*** Opening Records for the exercise ***
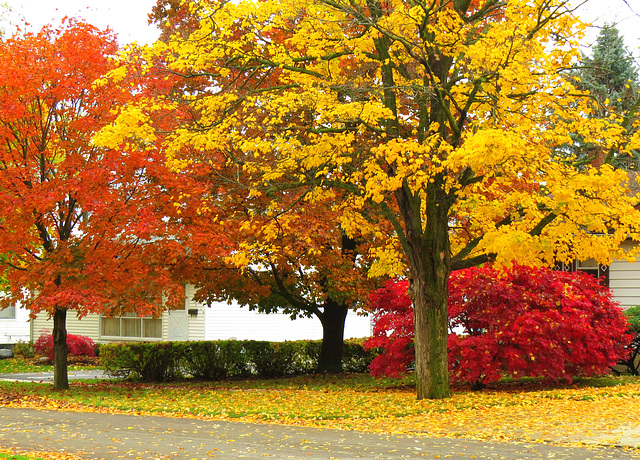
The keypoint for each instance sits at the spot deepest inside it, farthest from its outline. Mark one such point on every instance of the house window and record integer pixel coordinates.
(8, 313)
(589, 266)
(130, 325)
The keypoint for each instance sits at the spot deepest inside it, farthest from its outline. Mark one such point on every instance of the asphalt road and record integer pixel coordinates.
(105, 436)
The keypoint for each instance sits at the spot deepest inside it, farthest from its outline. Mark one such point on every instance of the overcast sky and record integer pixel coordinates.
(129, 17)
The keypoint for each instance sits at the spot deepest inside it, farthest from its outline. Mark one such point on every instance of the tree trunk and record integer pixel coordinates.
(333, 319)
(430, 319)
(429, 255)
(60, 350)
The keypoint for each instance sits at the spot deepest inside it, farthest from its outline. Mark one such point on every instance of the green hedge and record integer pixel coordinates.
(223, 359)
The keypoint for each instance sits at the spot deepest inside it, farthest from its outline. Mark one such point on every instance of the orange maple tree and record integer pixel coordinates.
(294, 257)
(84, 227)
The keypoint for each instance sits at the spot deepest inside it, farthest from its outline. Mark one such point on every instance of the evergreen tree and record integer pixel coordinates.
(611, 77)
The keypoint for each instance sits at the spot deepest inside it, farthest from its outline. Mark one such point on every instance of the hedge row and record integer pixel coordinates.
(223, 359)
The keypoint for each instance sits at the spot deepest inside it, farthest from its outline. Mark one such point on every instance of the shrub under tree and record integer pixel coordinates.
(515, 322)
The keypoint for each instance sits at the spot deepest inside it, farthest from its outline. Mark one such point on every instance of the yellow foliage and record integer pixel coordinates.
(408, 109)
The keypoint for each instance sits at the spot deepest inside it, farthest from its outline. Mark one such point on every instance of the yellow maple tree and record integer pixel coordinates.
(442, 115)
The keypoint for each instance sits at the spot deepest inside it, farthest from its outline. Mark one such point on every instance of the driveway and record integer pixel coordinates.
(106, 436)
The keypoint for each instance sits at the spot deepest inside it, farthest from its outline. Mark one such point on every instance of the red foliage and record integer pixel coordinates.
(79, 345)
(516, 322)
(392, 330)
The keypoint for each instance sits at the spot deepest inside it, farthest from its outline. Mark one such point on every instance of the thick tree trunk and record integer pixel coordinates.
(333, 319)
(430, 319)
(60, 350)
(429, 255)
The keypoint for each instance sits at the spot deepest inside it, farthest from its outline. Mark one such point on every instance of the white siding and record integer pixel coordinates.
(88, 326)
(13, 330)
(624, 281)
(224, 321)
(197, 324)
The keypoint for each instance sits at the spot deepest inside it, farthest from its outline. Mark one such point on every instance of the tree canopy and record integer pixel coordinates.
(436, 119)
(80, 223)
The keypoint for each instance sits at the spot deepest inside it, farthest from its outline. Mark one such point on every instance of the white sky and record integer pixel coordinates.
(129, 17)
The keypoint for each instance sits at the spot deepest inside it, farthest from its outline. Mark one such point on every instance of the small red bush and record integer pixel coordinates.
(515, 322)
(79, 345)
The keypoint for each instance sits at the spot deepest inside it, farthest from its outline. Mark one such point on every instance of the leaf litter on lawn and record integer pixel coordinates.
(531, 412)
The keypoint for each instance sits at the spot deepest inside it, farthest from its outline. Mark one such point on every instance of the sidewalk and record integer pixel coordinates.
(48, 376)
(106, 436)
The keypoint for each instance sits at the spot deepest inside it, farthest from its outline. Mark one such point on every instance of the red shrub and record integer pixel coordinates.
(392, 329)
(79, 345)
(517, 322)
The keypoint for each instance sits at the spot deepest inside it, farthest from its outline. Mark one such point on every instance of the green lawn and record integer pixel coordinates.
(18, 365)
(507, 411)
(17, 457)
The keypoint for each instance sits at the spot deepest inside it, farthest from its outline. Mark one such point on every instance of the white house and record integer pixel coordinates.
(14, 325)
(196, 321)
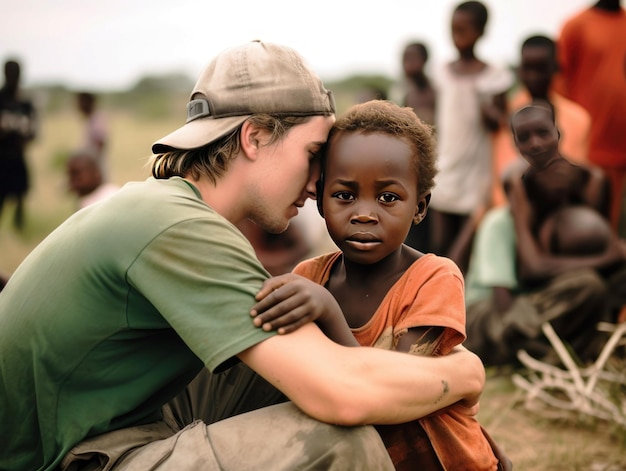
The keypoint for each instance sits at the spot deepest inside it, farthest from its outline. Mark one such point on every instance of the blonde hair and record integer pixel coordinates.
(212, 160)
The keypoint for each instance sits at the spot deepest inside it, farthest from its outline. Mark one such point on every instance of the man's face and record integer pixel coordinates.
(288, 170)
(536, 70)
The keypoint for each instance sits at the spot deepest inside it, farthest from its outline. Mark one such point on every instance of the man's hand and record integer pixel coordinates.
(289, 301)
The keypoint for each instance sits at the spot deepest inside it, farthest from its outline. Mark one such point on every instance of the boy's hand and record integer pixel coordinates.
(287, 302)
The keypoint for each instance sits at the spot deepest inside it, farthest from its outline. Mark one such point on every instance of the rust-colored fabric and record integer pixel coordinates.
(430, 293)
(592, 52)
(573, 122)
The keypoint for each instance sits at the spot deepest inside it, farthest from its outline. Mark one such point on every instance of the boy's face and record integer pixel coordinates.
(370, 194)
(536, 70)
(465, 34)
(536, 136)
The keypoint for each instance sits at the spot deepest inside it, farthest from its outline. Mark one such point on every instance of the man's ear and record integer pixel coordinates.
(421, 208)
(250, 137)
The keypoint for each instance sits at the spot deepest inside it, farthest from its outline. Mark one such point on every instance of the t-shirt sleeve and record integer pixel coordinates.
*** Closing Records for the exercise ***
**What this task involves**
Could you repeat the data exactly, omitting its pictures?

**Solution**
The keypoint for each instance sits at the spot deepest inside it, farthest from its outline. Mark one such point on every instance of the house window and record integer pixel coordinates.
(8, 313)
(589, 266)
(130, 325)
The keypoint for each instance sits at the spot deepest inside it, farthest from its outline. Mark one such point on every instance of the asphalt road and record integer pixel coordinates.
(105, 436)
The keypoint for each instance sits at the spot deepest inside it, farthest from its outline. Mark one such point on every instance of the overcast sky and record integer pixel coordinates.
(129, 17)
The keypoint for each instance sits at the spot deepest inside it, farthest from its outline. Mark one such point on every instance of the tree trunk and record integer pixel coordinates.
(333, 319)
(430, 319)
(429, 255)
(60, 350)
The keypoint for each instance sits at the spot deepest inside it, farthest from its outline. Mark one such point on every instance of the green hedge and record integer pixel coordinates.
(223, 359)
The keypoint for each instance sits at the spot deepest inside it, farthest from its outline. Mark one such point on every instance of the orange maple tree and record integer pixel coordinates.
(294, 257)
(84, 227)
The keypoint for each instance sits at the spot deepest inside it, farthest from its outline. Mark one such point on every instance of the evergreen tree and record integer pixel coordinates.
(611, 77)
The keypoint for each instance sits at the spot deepest inside it, farthest from its outline. Mark one such point on every instance of the hedge row and record integer pixel coordinates.
(223, 359)
The keypoint for each instance sits at the spot deepest inside it, farthest from its outline. Mark one such point on every instance of the shrub under tree and record integer pixel coordinates.
(515, 322)
The keypoint for each instance sits at the spot deepest inside it, farthest from its outline. Mark one such point on every instance of the yellow foliage and record integer pixel coordinates.
(408, 109)
The keypoint for each instance sits at the spot deepest inside it, farthest from its outline. Mark one such point on every instance of the yellow maple tree and record integer pixel coordinates.
(442, 115)
The keypoint for each instance sits at the spot deepest inside it, farthest from its outline. Mark one such point on every instance of the driveway and record integer pixel coordinates.
(106, 436)
The keypoint for each instance sits at the spot deepest inside it, farthest from its outline. Mark one such point on every instance of the red foliage and record integer pixel coordinates.
(79, 345)
(516, 322)
(392, 330)
The keypoint for each instance sits at the spot deepest inside it, farthest from its outline. Mark one such point on every instance of the thick tree trunk and record integer pixel coordinates.
(333, 319)
(430, 319)
(60, 350)
(429, 255)
The keypoint for each instance sits at the spot deepest inside it, farthest from its outline. Mark one such point on every instance of the white siding and record integer pixel coordinates.
(88, 326)
(13, 330)
(624, 281)
(224, 321)
(197, 324)
The keypoint for each instance sits at the spot deepest inside it, farthest from its outline. Mark one such point on every instance of the tree canopy and record integer pixel coordinates.
(436, 119)
(80, 223)
The keypoint for each instance sits at the spot deepest inside it, farthest from its outline. Mark one such point on every instance of the white sky and record integer pixel coordinates.
(129, 17)
The keypoint for each instance sits at the spot deepest inside it, farthest from its outline. Mark one such point on every instance of the small red bush and record integer pixel coordinates.
(515, 322)
(79, 345)
The keypoint for each instance sits at the spot deepest inside it, farthest from its outline. Mark one such point on every instance of the leaf litter on lawn and record integer pixel coordinates.
(531, 412)
The keypoint for each instance sits at the spot deepest inside it, farthest from its outline. Mark one such point on every instance of the sidewalk and record integer pixel coordinates.
(48, 376)
(106, 436)
The keypoint for each instance sits at the spot deepest inside it, farthest from its outline. Mark one such point on every instance of the red shrub and record integer pixel coordinates.
(392, 329)
(79, 345)
(517, 322)
The keypoint for each instance sits at the spot deepest inside it, farthest from its outline. Mark one such point on every instance of the green lawn and record integer pixel coordinates.
(18, 365)
(507, 411)
(17, 457)
The keypoint for each instance sits at the spot deepest inside it, farthest from its outline. Mark one such point on every instance of the white house and record integer pixel coordinates.
(14, 325)
(196, 321)
The keypoint for each instance sits at the spot deepest inside it, farthest from its outline. Mark one such point on every instance of the blonde hair and record integer pixel coordinates.
(212, 160)
The keypoint for each instance sits at the spot deepest inside it, farthest from its outline. Mark one such point on every instance of the man's face and record integer pixel coordinates.
(288, 170)
(536, 70)
The keypoint for each instance sits at the spot deepest inside it, farthest from its outline. Mark one such point on every instance of the man's hand and record integer pixel coordinates.
(289, 301)
The keypoint for each instance sits at the spot deepest inside it, farthest from its outline. Mark one such point on every instance of the boy's hand and record integer pixel coordinates.
(287, 302)
The keypoint for each instance sits at the spot deepest inside it, farthest from its outline. Mark one such point on every instance of the rust-colored fabric and record integer pixel coordinates.
(430, 293)
(592, 52)
(573, 122)
The keypoint for each instance sits at the spot deepest inside it, farthest from its outline. Mark one such point on every instance of the boy's face and record integer pixel coordinates.
(370, 194)
(536, 70)
(465, 34)
(536, 136)
The keypoint for each instance sits at the spot deepest inside it, farthest from its outline. Mark one such point on every instance of the man's ear and record integer pixel coordinates.
(421, 208)
(250, 137)
The keypoint for each instance sits at the spot deepest inside it, farthest from its outline. Mark one such point on every instance of the t-shirt sleeve and record integer pixel coordinates.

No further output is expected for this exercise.